## Exercise task 1:
Decide whether each statement agrees with the BigQuery query job documentation below: (a) the udf parameter can take either a string or a list; (b) sleep_time is measured in milliseconds; (c) when wait_finish is not set, the method returns a JobResponse object. Answer yes or no for each, and quote the exact words from the documentation that settle it.
## Exercise task 2:
Pick up the BigQuery query job documentation below at the point where it stops, and write the next part in the same style.

Abstraction of jobs().insert() method for query job, without returning results. [https://cloud.google.com/bigquery/docs/reference/v2/jobs/insert]

Parameters:
  • project_id (string) – Unique project identifier.
  • query (string) – SQL query
  • dest_project_id (string) – Unique project identifier of destination table.
  • dest_dataset_id (string) – Unique dataset identifier of destination table.
  • dest_table_id (string) – Unique table identifier of destination table.
  • udf (string or list) – One or more UDF functions if required by the query.
  • wait_finish (boolean) – Flag whether to poll job till completion. If set to false, multiple jobs can be submitted, repsonses stored, iterated over and polled till completion afterwards.
  • sleep_time (integer) – Time to pause (seconds) between polls.
  • useLegacySql – Toggle between Legacy and Standard SQL.
  • writeDisposition – (Optional) Config kwarg that determines table writing behaviour.
Returns:

If wait_finish: result in specified type, JobResponse object. If not wait_finish: JobResponse object.

## Stored rows:
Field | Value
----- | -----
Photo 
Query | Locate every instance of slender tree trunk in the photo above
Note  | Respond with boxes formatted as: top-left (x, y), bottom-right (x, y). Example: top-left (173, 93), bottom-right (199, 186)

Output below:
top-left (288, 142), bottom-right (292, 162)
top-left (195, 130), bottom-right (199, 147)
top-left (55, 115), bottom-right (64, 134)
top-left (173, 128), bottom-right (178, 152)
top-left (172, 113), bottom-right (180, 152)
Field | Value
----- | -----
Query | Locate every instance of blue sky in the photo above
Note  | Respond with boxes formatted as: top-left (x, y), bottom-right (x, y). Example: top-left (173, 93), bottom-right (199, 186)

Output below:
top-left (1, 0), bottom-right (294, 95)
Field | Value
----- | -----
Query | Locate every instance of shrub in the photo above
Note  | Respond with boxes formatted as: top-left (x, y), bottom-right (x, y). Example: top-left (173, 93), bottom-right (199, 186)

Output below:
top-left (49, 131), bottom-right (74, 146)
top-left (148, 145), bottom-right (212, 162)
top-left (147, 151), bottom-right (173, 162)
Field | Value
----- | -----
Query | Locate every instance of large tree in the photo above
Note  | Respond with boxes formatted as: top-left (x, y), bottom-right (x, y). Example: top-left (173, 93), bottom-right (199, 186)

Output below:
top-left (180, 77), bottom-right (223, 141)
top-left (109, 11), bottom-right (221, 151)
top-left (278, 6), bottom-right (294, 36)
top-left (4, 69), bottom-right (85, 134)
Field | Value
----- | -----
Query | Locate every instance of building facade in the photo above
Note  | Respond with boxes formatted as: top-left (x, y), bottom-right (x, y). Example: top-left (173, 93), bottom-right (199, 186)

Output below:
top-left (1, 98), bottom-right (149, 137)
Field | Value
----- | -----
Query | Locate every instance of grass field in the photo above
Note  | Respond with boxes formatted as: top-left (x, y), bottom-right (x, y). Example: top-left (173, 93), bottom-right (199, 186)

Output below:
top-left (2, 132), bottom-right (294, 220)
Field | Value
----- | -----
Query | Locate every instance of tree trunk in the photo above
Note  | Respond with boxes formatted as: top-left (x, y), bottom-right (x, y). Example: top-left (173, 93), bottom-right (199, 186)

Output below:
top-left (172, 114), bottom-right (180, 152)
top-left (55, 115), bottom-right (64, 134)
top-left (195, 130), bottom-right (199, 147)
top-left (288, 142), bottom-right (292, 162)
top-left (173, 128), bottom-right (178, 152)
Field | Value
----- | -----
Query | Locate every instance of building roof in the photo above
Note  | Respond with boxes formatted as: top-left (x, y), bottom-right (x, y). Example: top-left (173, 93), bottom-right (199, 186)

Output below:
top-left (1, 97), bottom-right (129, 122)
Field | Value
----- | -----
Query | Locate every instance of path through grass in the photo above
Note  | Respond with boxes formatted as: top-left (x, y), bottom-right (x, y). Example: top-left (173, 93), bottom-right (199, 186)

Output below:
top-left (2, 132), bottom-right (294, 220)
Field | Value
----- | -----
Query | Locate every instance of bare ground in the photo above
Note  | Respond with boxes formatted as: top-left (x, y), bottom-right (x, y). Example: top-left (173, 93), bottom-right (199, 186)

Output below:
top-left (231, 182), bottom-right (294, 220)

## Reply 1:
(a) Yes: "udf (string or list)"
(b) No: "Time to pause (seconds) between polls."
(c) Yes: "If not wait_finish: JobResponse object."

## Reply 2:
Raises:

If wait_finish: JobError object if an error is discovered after job finishes running.

write_view(query, dest_project_id, dest_dataset_id, dest_table_id, udf=None, overwrite_existing=True, **kwargs)[source]

Views are analogous to a virtual table, functioning as a table but only returning results from the underlying query when called.

Parameters:
  • query (string) – SQL query
  • dest_project_id (string) – Unique project identifier of destination table.
  • dest_dataset_id (string) – Unique dataset identifier of destination table.
  • dest_table_id (string) – Unique table identifier of destination table.
  • udf (string or list) – One or more UDF functions if required by the query.
  • overwrite_existing – Safety flag, would raise HttpError if table exists and overwrite_existing=False
  • useLegacySql – Toggle between Legacy and Standard SQL.
Returns:

TableResponse object for the newly inserted table

load_from_gcs(dest_project_id, dest_dataset_id, dest_table_id, schema, source_uris, wait_finish=True, sleep_time=1, **kwargs)[source]
For loading data from Google Cloud Storage.
Abstraction of jobs().insert() method for load job. [https://cloud.google.com/bigquery/docs/reference/v2/jobs/insert]
Parameters:
  • dest_project_id (string) – Unique project identifier of destination table.
  • dest_dataset_id (string) – Unique dataset identifier of destination table.
  • dest_table_id (string) – Unique table identifier of destination table.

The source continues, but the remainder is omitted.